Text section.
◇ ◇ ◇ ◇

The right to photograph *

Baltimore Night Train

A minute after I took this picture, an officer of the Maryland Transit Police stopped me. He told me that I was not allowed to take photos of the trains. He called for backup. They arrived a few minutes later, blocking the tracks with their cruiser: 3 uniformed, armed men to deal with one photographer. They questioned me. They called headquarters and ran my driver’s license.

One officer told me that because of 9/11, I needed to be careful. I mentioned the Constitution. He said that the First Amendment “did not apply” in a time of war.

It’s natural for police to be careful. I appreciate that. I’ve had officers in Houston, San Francisco, New Jersey, and San Francisco greet me politely, ask me what I was doing, and wish me a good afternoon.

But we all have a right to take photos. Photos are a means of documentation, and documentation is fundamental to a free society. Photos show injustice, prove wrongdoing, and record history. Throughout World War Two, hobbyists continued photographing trains. The result is a lasting chronicle of the hard work American men and women put into the war effort. I won’t pretend any of my transit photos are that significant. But my photos do document what public agencies do with public money in public places. I paid for part of the Baltimore light rail system; I have a right to know what it looks like.

◇ ◇ ◇ ◇

Data section.
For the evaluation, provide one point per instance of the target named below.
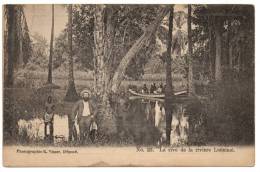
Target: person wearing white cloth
(83, 111)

◇ ◇ ◇ ◇

Requirements.
a - In the piece on the right to photograph, what did the officer say about the First Amendment?
b - Continue the piece on the right to photograph from where it stops.

Outputs in order.
a - He said it "did not apply" in a time of war.

b -
The Constitution was on my side, not the officer’s. Common sense was on my side, too. If someone has the skills to make a bomb and the messed up mind to want to set it off, they don’t need a photo to blow up a train. They just need to know where the nearest station is. If I did want to attack, would I be calling attention to myself by wandering around in the open, blatantly showing a camera?

METRO is deploying extra security for the Fourth of July. I’m glad they’ll be there. But it’s important that (unlike the cops in Baltimore, or the transit police in Atlanta who held me on top of a parking garage and told me I could call my wife but not tell her where I was, or the security guard in San Diego who said I could not take photos while the train was in a tunnel, or even the train operator in Newark who said the click of my shutter was a safety hazard) they remember that they are here to protect our freedoms, not ignore them.

Have a happy Independence Day.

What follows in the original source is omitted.